### Instruções da tarefa
Liste todos os itens pelos quais, segundo o trecho abaixo sobre a cultura do status, amigos e conhecidos competem nas atualizações de status do Facebook.

### Trecho selecionado
▼

EFEITOS COLATERAIS BIZARROS DA CULTURA DO STATUS
Uma reflexão sobre a perversidade
dessa cultura do 'fazer/ter para o mundo ver' e as aberrações que ela está
trazendo ao mundo.
Não é nenhuma novidade o fato de
que estamos vivendo e alimentando constantemente a cultura do status - isto é,
uma cultura que preza as aparências, mesmo que as aparências não representem
muito bem a realidade. Diabos, basta acessar a sua conta do Facebook para
observar boa parte dos seus amigos e conhecidos em uma competição acirrada em
forma de atualizações de status sobre quem tem o melhor emprego, a melhor
família, o melhor namorado, as melhores noitadas, os melhores amigos, o melhor
destino de férias, a melhor vida.
Ufa! Agora só falta Melhor Bíceps e Melhor Abdômen. Academia e posts sobre academia: aqui vou eu!

▲

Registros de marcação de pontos
▼

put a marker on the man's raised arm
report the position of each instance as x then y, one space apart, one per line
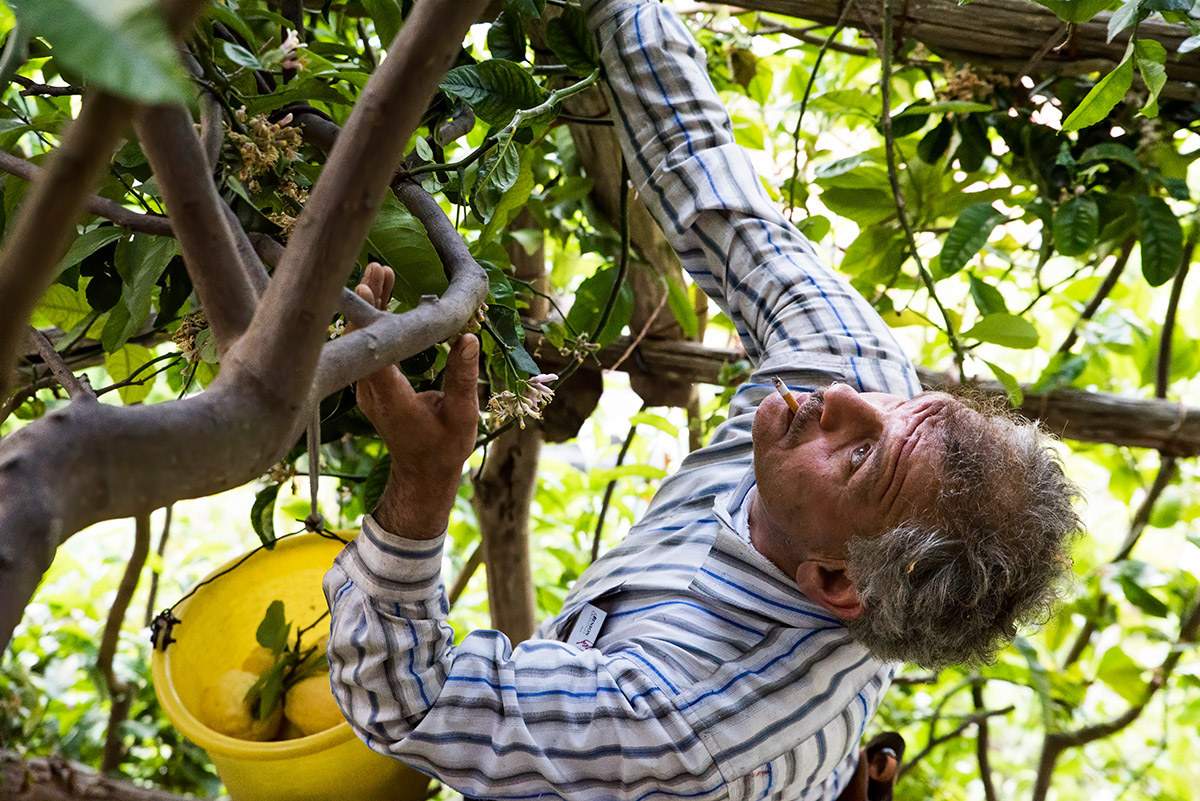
706 194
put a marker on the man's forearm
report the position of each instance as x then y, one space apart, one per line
405 515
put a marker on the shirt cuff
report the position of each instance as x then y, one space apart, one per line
391 567
598 11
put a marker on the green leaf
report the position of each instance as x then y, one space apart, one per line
864 206
262 516
1104 96
273 631
121 365
1012 386
591 300
89 242
139 262
388 16
1007 330
505 323
497 174
1077 11
1114 152
569 37
495 89
658 421
265 693
505 37
987 297
1038 678
1151 58
967 235
1127 14
1141 597
64 307
934 144
1122 674
1162 240
397 239
1062 371
945 107
1077 224
527 7
121 46
240 55
514 199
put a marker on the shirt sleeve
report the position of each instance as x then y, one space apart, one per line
544 718
789 307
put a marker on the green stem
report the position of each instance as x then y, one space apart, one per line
894 179
519 119
804 104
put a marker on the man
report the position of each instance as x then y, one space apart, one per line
741 630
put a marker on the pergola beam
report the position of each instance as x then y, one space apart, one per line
1012 36
1173 428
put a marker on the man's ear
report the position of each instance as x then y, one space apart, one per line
828 585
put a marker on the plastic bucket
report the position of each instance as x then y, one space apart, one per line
216 633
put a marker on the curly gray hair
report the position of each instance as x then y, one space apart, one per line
987 555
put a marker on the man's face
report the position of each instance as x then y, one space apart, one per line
847 463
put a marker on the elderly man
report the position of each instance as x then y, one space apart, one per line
737 643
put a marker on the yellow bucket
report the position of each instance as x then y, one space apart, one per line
216 633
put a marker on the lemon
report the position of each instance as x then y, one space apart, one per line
259 661
310 705
223 709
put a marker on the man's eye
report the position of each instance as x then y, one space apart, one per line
858 456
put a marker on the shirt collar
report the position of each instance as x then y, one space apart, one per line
732 507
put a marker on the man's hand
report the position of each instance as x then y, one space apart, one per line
429 434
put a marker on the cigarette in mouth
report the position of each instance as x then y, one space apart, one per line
787 396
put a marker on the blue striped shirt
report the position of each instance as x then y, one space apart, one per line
712 676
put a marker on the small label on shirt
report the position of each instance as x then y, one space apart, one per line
587 627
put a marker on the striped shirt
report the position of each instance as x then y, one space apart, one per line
712 675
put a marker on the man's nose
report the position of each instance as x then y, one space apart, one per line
847 411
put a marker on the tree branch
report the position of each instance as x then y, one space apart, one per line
69 380
60 473
199 221
285 339
1167 426
1103 290
46 221
967 722
1059 741
120 693
436 319
989 788
1163 374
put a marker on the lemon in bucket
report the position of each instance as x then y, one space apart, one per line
215 640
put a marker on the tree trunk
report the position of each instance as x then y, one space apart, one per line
505 486
49 778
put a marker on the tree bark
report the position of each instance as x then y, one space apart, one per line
1173 428
51 778
503 494
91 462
1013 36
505 486
46 221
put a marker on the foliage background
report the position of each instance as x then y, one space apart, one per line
1017 224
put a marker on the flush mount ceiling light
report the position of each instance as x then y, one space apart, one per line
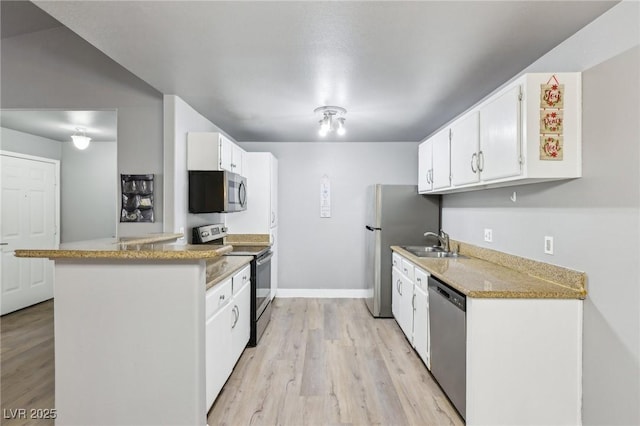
332 120
80 138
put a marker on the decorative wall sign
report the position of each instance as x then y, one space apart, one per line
325 197
551 119
552 94
551 147
137 198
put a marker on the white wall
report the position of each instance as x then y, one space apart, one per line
88 192
316 253
57 69
595 220
88 187
25 143
179 119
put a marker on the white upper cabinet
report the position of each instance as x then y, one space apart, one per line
214 151
529 131
465 144
433 162
499 155
441 172
425 160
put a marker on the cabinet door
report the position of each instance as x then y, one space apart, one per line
217 358
395 294
421 325
465 139
440 174
203 151
499 155
240 322
424 166
406 307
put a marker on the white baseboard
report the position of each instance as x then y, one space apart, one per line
322 293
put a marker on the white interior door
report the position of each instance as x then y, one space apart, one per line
29 213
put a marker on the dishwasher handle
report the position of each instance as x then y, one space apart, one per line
442 292
448 293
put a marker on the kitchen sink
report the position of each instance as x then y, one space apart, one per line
432 252
423 249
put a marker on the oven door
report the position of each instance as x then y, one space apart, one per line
263 282
236 193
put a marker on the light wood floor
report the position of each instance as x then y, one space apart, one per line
27 362
320 362
327 361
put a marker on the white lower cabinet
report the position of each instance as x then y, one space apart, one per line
406 307
217 363
410 304
421 317
240 321
227 329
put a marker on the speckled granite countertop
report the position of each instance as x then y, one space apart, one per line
222 268
149 247
248 239
480 278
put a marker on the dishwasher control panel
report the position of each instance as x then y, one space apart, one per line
454 296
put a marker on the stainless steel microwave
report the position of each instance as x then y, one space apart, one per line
216 192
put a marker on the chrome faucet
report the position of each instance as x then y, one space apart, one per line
443 237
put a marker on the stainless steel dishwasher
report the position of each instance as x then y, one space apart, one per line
447 321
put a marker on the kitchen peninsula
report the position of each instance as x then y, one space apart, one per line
130 328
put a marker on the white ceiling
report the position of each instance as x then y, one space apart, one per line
259 69
59 125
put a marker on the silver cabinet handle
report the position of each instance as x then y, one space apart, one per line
236 314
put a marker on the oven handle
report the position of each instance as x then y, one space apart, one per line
264 259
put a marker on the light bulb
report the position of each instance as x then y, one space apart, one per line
80 142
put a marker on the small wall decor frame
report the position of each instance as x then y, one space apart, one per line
137 198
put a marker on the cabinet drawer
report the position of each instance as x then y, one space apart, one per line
396 260
241 278
407 269
217 297
421 278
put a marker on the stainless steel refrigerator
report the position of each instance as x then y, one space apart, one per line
396 215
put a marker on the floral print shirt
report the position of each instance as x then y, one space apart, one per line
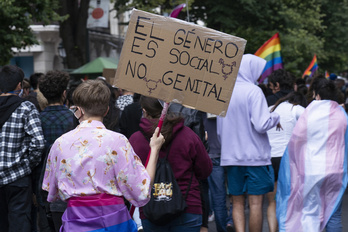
91 160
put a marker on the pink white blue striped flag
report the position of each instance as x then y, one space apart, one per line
313 171
177 10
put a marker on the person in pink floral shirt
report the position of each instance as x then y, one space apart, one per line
93 168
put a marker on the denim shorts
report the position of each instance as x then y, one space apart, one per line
253 180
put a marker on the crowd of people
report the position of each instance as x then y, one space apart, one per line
73 157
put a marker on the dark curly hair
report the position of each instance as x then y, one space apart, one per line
285 79
53 85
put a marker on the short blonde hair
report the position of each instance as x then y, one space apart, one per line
93 96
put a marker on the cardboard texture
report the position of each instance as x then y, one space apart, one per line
173 60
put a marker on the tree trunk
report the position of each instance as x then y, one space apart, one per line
73 31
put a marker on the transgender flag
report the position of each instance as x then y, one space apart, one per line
312 68
313 171
176 10
270 51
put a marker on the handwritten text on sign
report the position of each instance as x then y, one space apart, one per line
173 60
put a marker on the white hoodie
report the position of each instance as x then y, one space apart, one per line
242 131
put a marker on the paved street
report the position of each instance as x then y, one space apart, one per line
212 227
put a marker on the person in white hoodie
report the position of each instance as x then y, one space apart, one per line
245 148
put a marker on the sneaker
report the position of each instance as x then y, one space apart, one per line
211 217
230 228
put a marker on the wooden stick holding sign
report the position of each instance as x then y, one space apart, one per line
181 62
160 124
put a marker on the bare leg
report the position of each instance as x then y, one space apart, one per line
271 210
255 219
238 213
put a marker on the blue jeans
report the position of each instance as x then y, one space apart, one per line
187 222
217 188
335 223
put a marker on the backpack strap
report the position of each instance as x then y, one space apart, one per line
189 185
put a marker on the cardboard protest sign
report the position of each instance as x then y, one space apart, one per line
173 60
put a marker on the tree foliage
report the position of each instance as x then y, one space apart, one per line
153 6
73 31
305 27
15 18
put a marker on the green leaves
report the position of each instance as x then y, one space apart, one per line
305 27
15 18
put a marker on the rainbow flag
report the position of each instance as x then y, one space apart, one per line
312 176
270 51
312 68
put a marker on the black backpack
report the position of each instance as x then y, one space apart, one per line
167 201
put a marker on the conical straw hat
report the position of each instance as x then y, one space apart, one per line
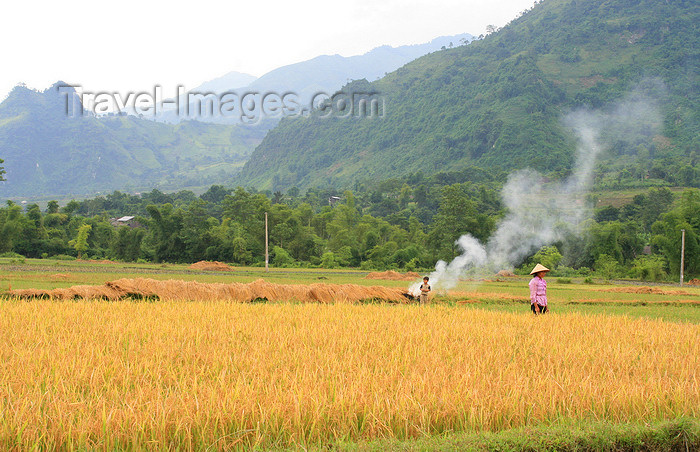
539 268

▲

### Resultado da tarefa
- o melhor emprego
- a melhor família
- o melhor namorado
- as melhores noitadas
- os melhores amigos
- o melhor destino de férias
- a melhor vida